Exercise set =>
**A.** In the lamb bully sticks thread, what food did Jack Monzon switch his dog to about 12 weeks before his first post?
**B.** Continue the forum thread about lamb bully sticks, picking up after its final post.

Provided passage =>
········

# Lamb Bully Sticks



## Jack Monzon (Jul 25, 2010)

Does anyone know if this exists? My dog had some pretty nasty allergies this past summer -- itching and licking all the time, and flopping over onto his back and rubbing his face into the carpet. I switched him to California Natural Lamb & Rice about 12 weeks ago, and his itching has diminished almost entirely. That said, it just started getting cold here in NYC, so the timing might be coincidental, and he might be getting better because his allergies are seasonal.

Anyway, I decided to try out a bully stick the other day for the first time. I bought him this. A day or two after letting him gnaw on this for 10-20 minutes, he's started itching again, and rubbing his face into the carpet.

So I'm wondering if there are any other options out there to keep him busy while I get some work done on my computer. He's taken to elk antlers, but he's not as engrossed as he is with the bully stick. I was thinking a bully stick made from lamb would be perfect, but everything I can find online sounds more like lamb jerky, or something he'd devour in a matter of seconds.


----------



## deb9017 (Aug 31, 2010)

Here is a link to a site that has a lot of different lamb based treats. 



Lamb Dog Treats – Lamb Treats for Dogs – Best Bully Sticks


----------



## Jack Monzon (Jul 25, 2010)

Thanks for the link, but I'm looking for something that will keep him busy. Those all look like treats he'd devour in a minute.


----------



## meggels (May 30, 2010)

what about some sort of raw meaty bone?


----------



## Jack Monzon (Jul 25, 2010)

Meggles: I tried a raw lamb bone once, and while it did keep him busy and he loved it, it gave him diarrhea and the juices from the bone seeped into the rug, which encouraged him to dig/bite at the rug later. I'd give the raw bones a second chance, but I don't want to have to confine him to the kitchen.

········

Extracted entries =>
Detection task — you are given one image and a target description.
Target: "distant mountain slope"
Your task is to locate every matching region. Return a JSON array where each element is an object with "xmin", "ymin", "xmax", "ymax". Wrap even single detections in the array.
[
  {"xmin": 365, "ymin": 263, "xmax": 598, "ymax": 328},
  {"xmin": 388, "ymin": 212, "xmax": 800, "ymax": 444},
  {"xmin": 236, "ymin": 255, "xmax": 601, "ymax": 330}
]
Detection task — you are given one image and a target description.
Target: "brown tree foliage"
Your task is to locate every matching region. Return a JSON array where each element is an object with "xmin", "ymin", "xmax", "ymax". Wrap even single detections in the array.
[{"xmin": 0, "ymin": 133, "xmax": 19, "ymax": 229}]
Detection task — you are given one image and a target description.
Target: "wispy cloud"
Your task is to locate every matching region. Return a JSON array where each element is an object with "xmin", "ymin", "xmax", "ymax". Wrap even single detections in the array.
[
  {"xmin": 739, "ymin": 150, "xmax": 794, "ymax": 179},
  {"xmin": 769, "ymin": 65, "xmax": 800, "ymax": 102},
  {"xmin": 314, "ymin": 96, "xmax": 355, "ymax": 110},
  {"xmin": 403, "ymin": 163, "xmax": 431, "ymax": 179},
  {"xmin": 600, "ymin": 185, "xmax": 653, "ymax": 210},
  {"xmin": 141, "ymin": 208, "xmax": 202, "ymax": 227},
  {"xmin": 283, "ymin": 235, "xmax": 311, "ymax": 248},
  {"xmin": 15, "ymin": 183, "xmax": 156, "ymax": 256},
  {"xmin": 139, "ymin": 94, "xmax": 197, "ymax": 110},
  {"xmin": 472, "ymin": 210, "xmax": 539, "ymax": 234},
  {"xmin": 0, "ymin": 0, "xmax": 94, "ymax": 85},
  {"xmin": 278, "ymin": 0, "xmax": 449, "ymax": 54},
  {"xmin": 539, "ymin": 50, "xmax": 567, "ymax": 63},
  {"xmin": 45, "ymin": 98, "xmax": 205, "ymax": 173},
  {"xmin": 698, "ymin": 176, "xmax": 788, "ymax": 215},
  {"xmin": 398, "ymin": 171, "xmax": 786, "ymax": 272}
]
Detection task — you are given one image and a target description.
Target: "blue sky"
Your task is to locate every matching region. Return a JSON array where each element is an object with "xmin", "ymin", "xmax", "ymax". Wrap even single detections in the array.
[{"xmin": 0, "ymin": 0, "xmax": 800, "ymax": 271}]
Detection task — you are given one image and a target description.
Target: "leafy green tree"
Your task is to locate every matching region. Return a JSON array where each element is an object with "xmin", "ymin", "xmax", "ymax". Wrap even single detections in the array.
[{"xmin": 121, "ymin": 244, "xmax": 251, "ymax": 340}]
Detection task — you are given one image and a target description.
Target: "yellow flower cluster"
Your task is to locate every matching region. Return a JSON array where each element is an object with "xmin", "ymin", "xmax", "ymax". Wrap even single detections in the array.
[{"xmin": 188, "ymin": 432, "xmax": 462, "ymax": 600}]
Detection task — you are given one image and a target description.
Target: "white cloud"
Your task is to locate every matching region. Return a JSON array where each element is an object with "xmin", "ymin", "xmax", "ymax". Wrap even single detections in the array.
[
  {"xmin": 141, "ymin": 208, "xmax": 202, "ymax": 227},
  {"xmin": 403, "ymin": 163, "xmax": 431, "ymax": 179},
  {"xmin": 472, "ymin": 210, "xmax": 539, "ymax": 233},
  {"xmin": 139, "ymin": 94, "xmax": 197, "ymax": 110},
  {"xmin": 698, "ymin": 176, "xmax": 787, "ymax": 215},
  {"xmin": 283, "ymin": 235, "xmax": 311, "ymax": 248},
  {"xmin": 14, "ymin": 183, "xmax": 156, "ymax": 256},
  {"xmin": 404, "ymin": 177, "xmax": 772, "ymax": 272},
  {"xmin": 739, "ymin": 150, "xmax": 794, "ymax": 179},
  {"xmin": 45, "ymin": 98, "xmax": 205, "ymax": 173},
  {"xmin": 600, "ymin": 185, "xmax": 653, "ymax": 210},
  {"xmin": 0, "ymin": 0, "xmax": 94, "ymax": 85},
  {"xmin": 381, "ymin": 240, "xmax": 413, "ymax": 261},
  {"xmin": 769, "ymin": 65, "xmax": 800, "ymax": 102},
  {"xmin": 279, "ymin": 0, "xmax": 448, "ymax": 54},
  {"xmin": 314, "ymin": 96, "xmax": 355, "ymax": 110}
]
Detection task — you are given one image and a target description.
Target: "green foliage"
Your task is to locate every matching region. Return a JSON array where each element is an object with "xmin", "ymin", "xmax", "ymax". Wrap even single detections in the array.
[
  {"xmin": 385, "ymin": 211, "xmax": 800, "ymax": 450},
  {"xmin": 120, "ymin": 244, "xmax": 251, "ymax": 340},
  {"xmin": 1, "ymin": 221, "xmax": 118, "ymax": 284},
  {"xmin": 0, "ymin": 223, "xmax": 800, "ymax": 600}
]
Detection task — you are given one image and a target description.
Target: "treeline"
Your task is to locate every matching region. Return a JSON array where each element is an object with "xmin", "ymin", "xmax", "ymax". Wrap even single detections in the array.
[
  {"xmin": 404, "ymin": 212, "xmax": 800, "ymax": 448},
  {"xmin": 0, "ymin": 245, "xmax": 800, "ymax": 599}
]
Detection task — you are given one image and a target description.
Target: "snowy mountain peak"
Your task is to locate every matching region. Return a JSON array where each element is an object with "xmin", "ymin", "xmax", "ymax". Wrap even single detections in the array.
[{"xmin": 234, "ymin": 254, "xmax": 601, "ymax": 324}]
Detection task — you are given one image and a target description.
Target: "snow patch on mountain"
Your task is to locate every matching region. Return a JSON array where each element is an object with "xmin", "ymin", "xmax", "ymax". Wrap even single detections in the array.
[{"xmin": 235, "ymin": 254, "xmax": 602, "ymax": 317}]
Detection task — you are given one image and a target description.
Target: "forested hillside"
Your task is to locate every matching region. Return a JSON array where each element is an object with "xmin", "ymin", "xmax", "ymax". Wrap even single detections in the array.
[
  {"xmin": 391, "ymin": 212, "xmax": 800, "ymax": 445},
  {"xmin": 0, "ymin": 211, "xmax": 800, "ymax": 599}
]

········

Responses to the tasks =>
**A.** California Natural Lamb & Rice

**B.**
----------



## Mia (Oct 4, 2010)

You do realize that those are bull penises, they aren't the same size as lamb since they are quite huge. I'm not sure if they would carry that in lamb.


----------



## Jack Monzon (Jul 25, 2010)

I don't think I knew that they were penises, or at least not all of them. Does that apply to the spiral/floss things too?

I'm not hellbent on bully sticks, just something that will keep him busy. I might have to do as Meggles suggested and go with raw bones again, and figure out a way to keep it from getting messy.


----------



## Khan (Jan 17, 2010)

Just a thought. Khan has both food and seasonal allergies. I have been really surprised at why his eyes have been so red, even with it being winter and I didn't think environmental allergies were prevalent during this time of year. My aunt however set me straight. She gets an email from some allergy information station in our area. Apparently this time of the year is when people/animals show signs of being allergic to mold & mildew. Because it's damp, and our houses are closed up, this is the time of the year that this category is "High". Maybe it's not the Bully Stick; but something along these lines?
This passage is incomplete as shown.